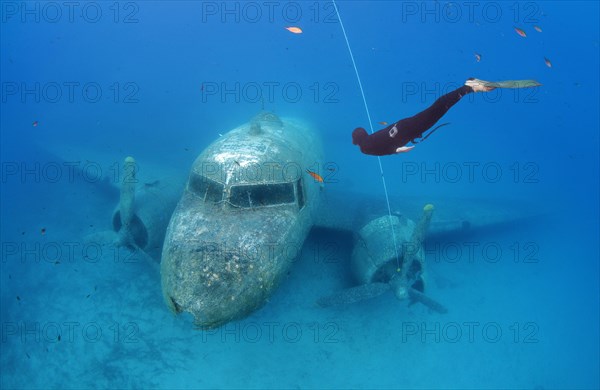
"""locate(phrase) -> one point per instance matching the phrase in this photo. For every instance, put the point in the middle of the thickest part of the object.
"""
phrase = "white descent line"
(387, 198)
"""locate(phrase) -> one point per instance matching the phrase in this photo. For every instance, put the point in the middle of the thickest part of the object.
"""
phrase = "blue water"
(161, 80)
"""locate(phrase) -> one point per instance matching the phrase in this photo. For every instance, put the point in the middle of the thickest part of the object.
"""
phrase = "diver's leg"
(424, 120)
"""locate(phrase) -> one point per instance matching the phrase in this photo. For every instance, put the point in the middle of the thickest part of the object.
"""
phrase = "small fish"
(315, 176)
(295, 30)
(521, 32)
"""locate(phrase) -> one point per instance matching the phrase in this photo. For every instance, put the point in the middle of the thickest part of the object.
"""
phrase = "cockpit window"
(258, 195)
(205, 188)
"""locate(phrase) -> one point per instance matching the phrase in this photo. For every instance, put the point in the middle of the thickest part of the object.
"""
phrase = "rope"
(362, 92)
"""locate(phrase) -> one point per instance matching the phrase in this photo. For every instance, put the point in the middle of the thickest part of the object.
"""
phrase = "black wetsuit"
(400, 133)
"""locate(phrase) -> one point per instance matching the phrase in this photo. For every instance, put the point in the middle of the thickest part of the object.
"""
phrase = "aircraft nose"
(218, 283)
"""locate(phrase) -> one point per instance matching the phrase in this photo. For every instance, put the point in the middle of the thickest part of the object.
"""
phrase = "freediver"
(394, 138)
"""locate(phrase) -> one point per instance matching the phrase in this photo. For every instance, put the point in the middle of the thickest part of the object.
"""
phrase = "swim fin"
(504, 84)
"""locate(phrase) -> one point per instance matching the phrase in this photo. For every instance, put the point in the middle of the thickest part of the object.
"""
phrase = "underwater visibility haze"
(185, 201)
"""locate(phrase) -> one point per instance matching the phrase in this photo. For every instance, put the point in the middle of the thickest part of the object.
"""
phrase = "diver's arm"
(404, 149)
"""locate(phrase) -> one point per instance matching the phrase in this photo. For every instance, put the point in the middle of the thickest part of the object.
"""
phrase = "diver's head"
(358, 136)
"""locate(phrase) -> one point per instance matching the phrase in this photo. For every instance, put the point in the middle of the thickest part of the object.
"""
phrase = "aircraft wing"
(350, 211)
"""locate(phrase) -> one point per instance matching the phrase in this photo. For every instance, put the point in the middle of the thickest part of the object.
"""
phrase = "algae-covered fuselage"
(246, 210)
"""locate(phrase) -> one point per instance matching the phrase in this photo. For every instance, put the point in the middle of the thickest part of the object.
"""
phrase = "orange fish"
(295, 30)
(315, 176)
(520, 32)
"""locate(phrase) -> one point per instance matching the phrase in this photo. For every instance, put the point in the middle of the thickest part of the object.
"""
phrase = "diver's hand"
(404, 149)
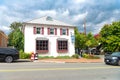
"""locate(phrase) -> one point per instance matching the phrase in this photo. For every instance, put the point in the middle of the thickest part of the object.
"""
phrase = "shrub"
(45, 57)
(75, 56)
(89, 56)
(63, 57)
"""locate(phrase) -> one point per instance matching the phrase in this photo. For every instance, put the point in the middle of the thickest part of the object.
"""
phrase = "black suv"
(8, 54)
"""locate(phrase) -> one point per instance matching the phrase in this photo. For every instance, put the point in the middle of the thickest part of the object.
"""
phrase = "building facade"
(3, 39)
(48, 37)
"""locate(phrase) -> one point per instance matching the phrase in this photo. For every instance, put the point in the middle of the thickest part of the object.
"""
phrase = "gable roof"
(47, 20)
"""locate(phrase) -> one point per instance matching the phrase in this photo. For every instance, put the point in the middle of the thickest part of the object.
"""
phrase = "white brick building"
(49, 37)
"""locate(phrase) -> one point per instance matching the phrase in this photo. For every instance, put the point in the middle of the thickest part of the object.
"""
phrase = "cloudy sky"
(96, 12)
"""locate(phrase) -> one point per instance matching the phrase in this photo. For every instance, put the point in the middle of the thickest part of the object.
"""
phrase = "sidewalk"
(81, 60)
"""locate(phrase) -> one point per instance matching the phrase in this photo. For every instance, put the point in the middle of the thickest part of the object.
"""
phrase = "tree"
(15, 25)
(91, 41)
(80, 39)
(111, 37)
(16, 37)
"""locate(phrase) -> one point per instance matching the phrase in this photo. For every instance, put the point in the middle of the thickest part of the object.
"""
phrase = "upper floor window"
(52, 31)
(38, 30)
(64, 31)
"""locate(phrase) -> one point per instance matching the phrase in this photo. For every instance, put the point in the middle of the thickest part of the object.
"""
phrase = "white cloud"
(78, 17)
(45, 12)
(79, 1)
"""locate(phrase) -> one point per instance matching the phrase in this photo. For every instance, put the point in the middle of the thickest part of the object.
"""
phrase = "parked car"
(8, 54)
(113, 58)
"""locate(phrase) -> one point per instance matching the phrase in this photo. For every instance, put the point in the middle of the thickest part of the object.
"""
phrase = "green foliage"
(24, 55)
(91, 41)
(83, 41)
(15, 25)
(75, 56)
(111, 37)
(80, 39)
(16, 37)
(63, 57)
(45, 57)
(89, 56)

━━━━━━━━━━━━━━━━━━━━

■ **Stated goal**
All the records above need to be given again word for word. Skip the pictures.

■ **The output**
"""locate(phrase) -> one point per instance matching the phrase in this photo. For every instance, put the point in the middle of the thickest part of the object.
"""
phrase = "white descent line"
(387, 198)
"""locate(phrase) -> one point per instance matching the phrase in this photo. For every instance, put the point in the middle of the thickest part of the object.
"""
phrase = "blue water"
(161, 80)
"""locate(phrase) -> one point per instance matching the phrase in this photo. For every instance, put the point in the middle of the thickest part of the object.
"""
phrase = "diver's leg"
(424, 120)
"""locate(phrase) -> one point per instance matching the phrase in this photo. For every instance, put the point in the middle of the thickest part of the object.
"""
phrase = "small fish"
(315, 176)
(295, 30)
(521, 32)
"""locate(phrase) -> one point per instance matching the phrase in this photo. For every instance, put the point in the middle of the thickest part of the object.
"""
phrase = "cockpit window"
(258, 195)
(205, 188)
"""locate(phrase) -> one point per instance matching the phrase in this photo. For every instance, put the point in the middle of the thickest part of the object.
"""
phrase = "rope"
(362, 92)
"""locate(phrase) -> one point per instance matching the phrase in this photo. For every instance, put the point in the middle of the thickest part of the object.
"""
phrase = "black wetsuit"
(400, 133)
"""locate(phrase) -> one point per instance matching the phrase in this photo. For every instance, put the point in the middle of the thickest part of the object.
"""
phrase = "aircraft nose"
(218, 283)
"""locate(phrase) -> one point per instance matching the phrase in this photo. For every instance, put the point in the middle of the thickest part of the object.
"""
phrase = "freediver"
(394, 138)
"""locate(phrase) -> one point per instance matching the phrase in this photo. For every instance, put the point in the middle of the thickest part of the object.
"""
phrase = "swim fin"
(504, 84)
"""locate(phrase) -> one point per instance matching the phrase in this photo. For every instance, put the point in the middle of the thickest part of the object.
"""
phrase = "underwater visibility haze"
(185, 201)
"""locate(phrase) -> one point per instance matching the phrase in this photo. For every instance, put the point in the middle of the thickest part of the object.
"""
phrase = "diver's arm"
(404, 149)
"""locate(phrase) -> one point per instance matching the phrase in this photo. For every instance, put the point in the middle of the thickest part of the object.
"""
phrase = "diver's head"
(358, 136)
"""locate(phrase) -> one point per instance matching the phrase in this photo. For every instance, put the point in the middle of the thickest part of the object.
"""
phrase = "aircraft wing"
(350, 211)
"""locate(phrase) -> one point per instance matching the phrase in this photo. For every instance, put the point in the middle of the thickest part of the object.
"""
phrase = "algae-covered fuselage"
(246, 210)
"""locate(phrase) -> one point per instance matching the phrase in this photo. For every instance, put the point in the middle of the thickest part of the object.
"""
phrase = "orange fish"
(295, 30)
(315, 176)
(520, 32)
"""locate(phrase) -> one point per instance matching the phrase in this photo. For every instance, put the point in the middle of the thickest part of the object.
"""
phrase = "diver's hand"
(404, 149)
"""locate(phrase) -> one point per instance matching the phrase in this photo. For every instance, put the point in the middle of the thickest part of the object.
"""
phrase = "shrub"
(45, 57)
(75, 56)
(89, 56)
(63, 57)
"""locate(phrase) -> one point per instance matching the phrase in this photo. For every instance, put the point in the middle of the thickest part of the object.
"""
phrase = "black suv"
(8, 54)
"""locate(phrase) -> one point per instance matching the phrase in this photo. For every instance, put the point in the middle of the thickest part of the object.
"""
phrase = "building facade"
(3, 39)
(48, 37)
"""locate(phrase) -> one point per instance matching the phrase in this photo. For every instance, put the point in the middle of the thickest part of the object.
"""
phrase = "gable roof"
(47, 20)
"""locate(phrase) -> one point per instance matching the phrase in this photo. For every instance, put the point in the middle of the thickest part of the object.
"""
phrase = "white brick building"
(49, 37)
"""locate(phrase) -> one point per instance matching the phrase in this photo. For every instance, put the point in the middle of the thickest part of the object.
"""
phrase = "cloudy sky"
(96, 12)
"""locate(phrase) -> one point per instance matching the phrase in this photo. For every instance, put the point in the middle of the thickest part of the object.
"""
phrase = "sidewalk"
(81, 60)
"""locate(phrase) -> one point per instance matching the phrase in this photo. For every instance, put the point in the middle of the thickest part of the object.
"""
phrase = "tree"
(15, 25)
(91, 41)
(80, 39)
(111, 37)
(16, 37)
"""locate(phrase) -> one point per instance matching the phrase in this photo. For every instance, put the point in the middle of the thickest part of the object.
"""
phrase = "upper floor window"
(52, 31)
(38, 30)
(64, 31)
"""locate(phrase) -> one point per instance matching the phrase in this photo. For every instance, put the point in the middle of the thickest part of the object.
"""
phrase = "white cloud"
(78, 17)
(45, 12)
(79, 1)
"""locate(phrase) -> one point per instance matching the phrase in this photo. For every instance, put the point in the middle of the thickest part of the object.
"""
phrase = "parked car"
(8, 54)
(113, 58)
"""locate(phrase) -> one point per instance matching the phrase in this photo. For every instance, put the point in the middle of the thickest part of the object.
"""
phrase = "green foliage"
(24, 55)
(91, 41)
(83, 41)
(15, 25)
(75, 56)
(111, 37)
(80, 39)
(16, 37)
(63, 57)
(45, 57)
(89, 56)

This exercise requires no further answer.